§ **Selected excerpt**
────

Higher and higher I mount over the soft green sward, until I reach my goal—Chanctonbery Ring. As I wandered round its base a panorama such as one sees nowhere else lay spread out before my eyes. Here, like a living map, the verdant weald, intersected by a thousand hedgerows, stretched for many a mile, dotted with leafy parks and dark umbrageous woodlands: while from among the trees peep the towns and villages, each nestling around its ancient church, the whole scene closed in by the forest ridge which rises far off, crowned with dark fir copses.

In the centre of the ring is an open space, soft with the debris of a hundred autumns. The giant elms stretch out their long arms and shade it from the sun; while those around send up their branches heavenwards. On one side is a wood of pines, through which the wind moans mournful as the roar of the waves on the sea-shore.

Beneath their shadow was an old shepherd tending his flock. He was an old man—seventy-five years of age, he said; but he looked much younger. His hair was only partially grey, and his honest face might have been quite handsome, had it not been for a rather Hebrew nose which the winds of sixty years had coloured into a bright red. He was a man of character, and spoke in a strong, decided manner, but with no roughness. "You be right, sir," said he again and again. "Sure it be, sir."

But when I tried to learn something about the way a shepherd was paid he would give me no direct answer. Perhaps he thought it beneath his self-respect to do so; or maybe it was his Sussex breeding, so that he naturally fenced with any question which he deemed important.

In former times the shepherd had an interest in the flock. Shepherds kept their own sheep amongst those of their masters, just as Jacob kept his among the flocks of Laban. Many, too, had their own little bits of land. "Shepherds' Acres" is still the name attached to some pieces of ground, but they are all absorbed into the larger properties. The possession of property, however small, gives a permanent character to a family, so that there were shepherding families on the South Downs who, if they had consulted the parish register, could have traced their ancestry as far back as the times of the Stuarts.

The old shepherd of Chanctonbery Ring was not, however, a hireling. He knew every sheep in his flock personally, and thought the sheep knew him. He had been "sixty years on the Downs, Sundays and week-days, and had his health, sure, thank God."

During the present summer[1] found my way into the cottage of a Southdown shepherd, who had pursued his calling for well-nigh seventy years. Old H—— was a fine intelligent man, with a forehead large enough for a professor, arched, characteristic eyebrows, and a mouth full of humour. In came his ancient comrade, Peter, an honest and true-hearted old worthy. They both complained sadly of the change in the position and prospects of the shepherding life now-a-days. They corroborated the fact that a shepherd was formerly allowed to keep his own sheep among the flocks of his master, and instanced the case of one shepherd who, if I remember right, possessed as many as seventy sheep, all bought out of his I own earnings. Now the masters objected even to their keeping a hog.

────

§ **Information given**
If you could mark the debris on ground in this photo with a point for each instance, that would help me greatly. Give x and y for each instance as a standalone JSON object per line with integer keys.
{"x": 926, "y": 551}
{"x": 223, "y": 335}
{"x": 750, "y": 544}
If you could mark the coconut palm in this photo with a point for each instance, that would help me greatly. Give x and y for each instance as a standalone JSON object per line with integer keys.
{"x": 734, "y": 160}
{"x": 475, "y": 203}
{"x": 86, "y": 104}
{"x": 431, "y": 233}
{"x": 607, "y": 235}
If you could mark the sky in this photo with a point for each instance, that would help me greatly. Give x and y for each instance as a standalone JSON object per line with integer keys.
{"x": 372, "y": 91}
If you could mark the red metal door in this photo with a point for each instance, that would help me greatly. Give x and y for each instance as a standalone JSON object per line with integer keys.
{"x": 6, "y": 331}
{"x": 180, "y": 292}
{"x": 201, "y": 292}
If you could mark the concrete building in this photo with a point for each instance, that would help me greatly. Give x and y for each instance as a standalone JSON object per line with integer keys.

────

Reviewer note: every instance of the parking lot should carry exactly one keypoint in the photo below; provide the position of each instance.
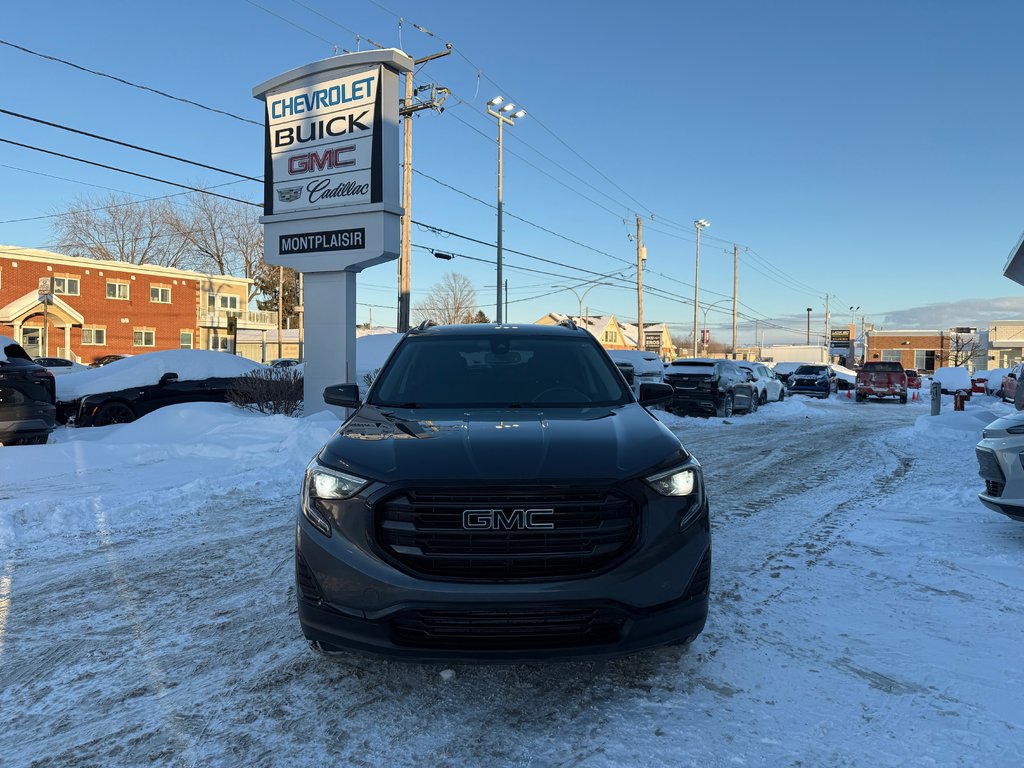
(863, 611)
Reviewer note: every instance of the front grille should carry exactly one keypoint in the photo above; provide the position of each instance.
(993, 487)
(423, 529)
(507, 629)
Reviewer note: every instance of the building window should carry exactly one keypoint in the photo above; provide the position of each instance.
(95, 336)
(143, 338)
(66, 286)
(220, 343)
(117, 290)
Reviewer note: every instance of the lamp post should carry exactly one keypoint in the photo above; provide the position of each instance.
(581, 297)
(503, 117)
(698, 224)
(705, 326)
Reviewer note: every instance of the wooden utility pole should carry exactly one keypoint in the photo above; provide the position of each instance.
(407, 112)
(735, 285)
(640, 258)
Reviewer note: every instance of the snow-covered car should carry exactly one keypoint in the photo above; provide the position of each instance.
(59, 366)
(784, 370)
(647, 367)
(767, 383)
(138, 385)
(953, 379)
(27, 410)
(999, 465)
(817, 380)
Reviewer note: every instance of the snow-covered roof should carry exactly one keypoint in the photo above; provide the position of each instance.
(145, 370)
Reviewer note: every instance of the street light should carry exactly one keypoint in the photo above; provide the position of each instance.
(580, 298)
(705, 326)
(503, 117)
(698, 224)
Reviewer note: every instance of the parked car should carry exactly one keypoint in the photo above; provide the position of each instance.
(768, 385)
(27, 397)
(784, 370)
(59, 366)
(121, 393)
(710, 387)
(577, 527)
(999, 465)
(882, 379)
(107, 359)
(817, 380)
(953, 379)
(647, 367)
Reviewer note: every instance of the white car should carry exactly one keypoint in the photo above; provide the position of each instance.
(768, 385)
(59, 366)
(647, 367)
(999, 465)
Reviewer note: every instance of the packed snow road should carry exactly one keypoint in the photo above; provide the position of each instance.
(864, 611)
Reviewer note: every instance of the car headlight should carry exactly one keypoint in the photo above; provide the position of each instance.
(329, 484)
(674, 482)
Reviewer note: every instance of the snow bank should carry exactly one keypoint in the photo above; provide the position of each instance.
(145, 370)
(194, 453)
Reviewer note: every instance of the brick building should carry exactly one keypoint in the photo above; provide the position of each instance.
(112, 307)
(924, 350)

────

§ **Tasks to complete**
1/ Summarize the passage on the shepherds of the South Downs in two sentences.
2/ Write the next paragraph of the passage on the shepherds of the South Downs, carrying on after its final sentence.

§ **Responses in order**
1/ The narrator climbs to Chanctonbery Ring, takes in a wide view of the weald, and meets an old shepherd of seventy-five who tends his flock beneath the pines but gives no direct answer about how shepherds are paid. The passage notes that shepherds once kept their own sheep among their masters' flocks and often had their own bits of land, and two other old shepherds lament the change in their calling, since masters now object even to their keeping a hog.

2/
Forty or fifty years ago a shepherd's wages were seventeen or eighteen shillings a week; at present sixteen or seventeen is the highest amount he can get. Everything is dearer now than then, except bread, which old H—— had known as high as three shillings and a penny the gallon since he had been married. They reckoned that every member in a household consumed a gallon of flour per week, so that one may readily calculate from' this what a man, his wife, and six children would require.

Peter had to pay two and sixpence a week for his cottage, and it had, I think he said, no garden.

Old H—— had been in one situation where he never went home to his dinner from year's end to year's end, Sundays and Christmas Day included.

Winter was bad enough, what with wind, and rain, and cold; but summer was worse. It was anxious work to keep the sheep from straying, but the great trouble was to keep the flock free from their terrible enemy, the blow-fly. This miserable insect lays its eggs in the wool of the poor sheep, and the maggots become alive in four-and-twenty hours, and begin at once to feed on their victims. Directly a sheep is "struck," as they call it, the only remedy is to shear it at once, for if not quickly relieved it will faint from exhaustion.

These men were respectable in the best sense, yet they evidently thought it no degradation to take the parish money. At the basis of all their thoughts about life lay quite unconsciously communist principles. They had a right to live; and if they, by hard labour, could not keep themselves and their families, then the parish was bound to step in and provide whatever was necessary. Therefore it appeared to them that the increased strictness of the parish now-a-days in giving relief was an additional element of hardness in the poor man's lot. In former times, they said, every man who had more than three children received a gallon of flour per week from the parish for each additional child; now nothing is given, except in the case of absolute need.

They had both gone to work when about seven years of age, and had never had a day's schooling in their lives. Peter could read a little, but old H—— could not read at all. They could scarcely ever go to church. Sometimes, if they happened to have two or three trusty boys, they might venture to leave the flock.

Old H—— had had several children, but like most other grown-up families—

"Some were wed, and some were dead,
  And some were gone to sea."

Lately he had lost his wife and a poor deaf and dumb son, who had notwithstanding been a great comfort to him. Both the old father and Peter were loud in his praise. It was good to see the affection the old friends had for each other.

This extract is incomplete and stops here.